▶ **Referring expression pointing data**
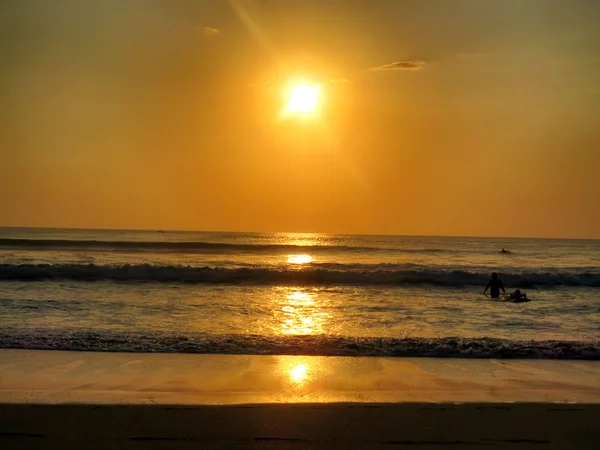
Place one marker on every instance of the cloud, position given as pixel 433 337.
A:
pixel 401 65
pixel 209 31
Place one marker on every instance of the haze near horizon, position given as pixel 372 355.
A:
pixel 444 118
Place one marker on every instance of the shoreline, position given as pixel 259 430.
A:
pixel 57 377
pixel 85 400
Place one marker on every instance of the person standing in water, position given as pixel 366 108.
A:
pixel 494 286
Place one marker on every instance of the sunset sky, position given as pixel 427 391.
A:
pixel 466 117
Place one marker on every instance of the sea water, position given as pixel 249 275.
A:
pixel 294 293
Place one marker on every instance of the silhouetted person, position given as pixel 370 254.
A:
pixel 494 286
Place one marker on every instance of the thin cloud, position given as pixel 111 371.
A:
pixel 209 31
pixel 401 65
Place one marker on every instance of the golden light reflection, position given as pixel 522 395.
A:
pixel 299 259
pixel 299 373
pixel 301 314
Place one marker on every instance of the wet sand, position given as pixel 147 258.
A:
pixel 76 400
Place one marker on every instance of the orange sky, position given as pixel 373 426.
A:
pixel 437 117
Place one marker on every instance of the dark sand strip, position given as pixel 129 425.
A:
pixel 300 426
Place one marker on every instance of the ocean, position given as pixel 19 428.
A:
pixel 296 293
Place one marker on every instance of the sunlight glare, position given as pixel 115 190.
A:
pixel 299 259
pixel 299 373
pixel 302 99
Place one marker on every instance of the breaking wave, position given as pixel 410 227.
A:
pixel 197 246
pixel 451 347
pixel 307 276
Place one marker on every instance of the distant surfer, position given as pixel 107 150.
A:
pixel 517 297
pixel 494 286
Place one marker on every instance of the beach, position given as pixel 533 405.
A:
pixel 53 399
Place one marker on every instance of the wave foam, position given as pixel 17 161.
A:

▶ **TO DO**
Your answer must be the records above, word for word, with no pictures.

▶ **ANSWER TO THIS PROBLEM**
Place one marker on every instance of the cloud, position given as pixel 433 337.
A:
pixel 401 65
pixel 209 31
Place one marker on every instance of the haze near horizon, position given as pixel 372 355.
A:
pixel 444 118
Place one marker on every instance of the shoreline, position given as pixel 259 430.
A:
pixel 57 377
pixel 85 400
Place one marker on every instance of the person standing in water, position given as pixel 366 108.
A:
pixel 494 286
Place one marker on every instance of the sunset sky, position given as pixel 427 391.
A:
pixel 466 117
Place one marker on every instance of the sea water, position given as pixel 249 275.
A:
pixel 294 293
Place one marker on every instance of the silhouetted person, position given as pixel 370 254.
A:
pixel 494 286
Place one marker on every instance of the thin cloud, position given as pixel 111 371.
A:
pixel 209 31
pixel 401 65
Place one marker on every instance of the golden light reflection, position given as pixel 522 395.
A:
pixel 299 259
pixel 299 373
pixel 301 314
Place one marker on every instance of the wet sand, position given as pixel 147 258.
A:
pixel 76 400
Place one marker on every instance of the orange sky, position given as pixel 373 426.
A:
pixel 437 117
Place one marker on every instance of the dark sand strip, position given as pixel 129 425.
A:
pixel 300 426
Place one marker on every instance of the ocean, position given as pixel 19 428.
A:
pixel 296 293
Place one marker on every instance of the sunlight glare, position given as pixel 115 190.
A:
pixel 299 259
pixel 299 373
pixel 302 99
Place one marker on every instance of the breaking wave, position given as pixel 410 227.
A:
pixel 197 246
pixel 451 347
pixel 307 276
Place one marker on every instance of the distant surfer, position given as pixel 107 150.
A:
pixel 517 297
pixel 494 286
Place one marker on every instance of the beach, position given as pixel 533 405.
A:
pixel 53 399
Place one marker on every instance of the wave foam, position given as pixel 17 161.
A:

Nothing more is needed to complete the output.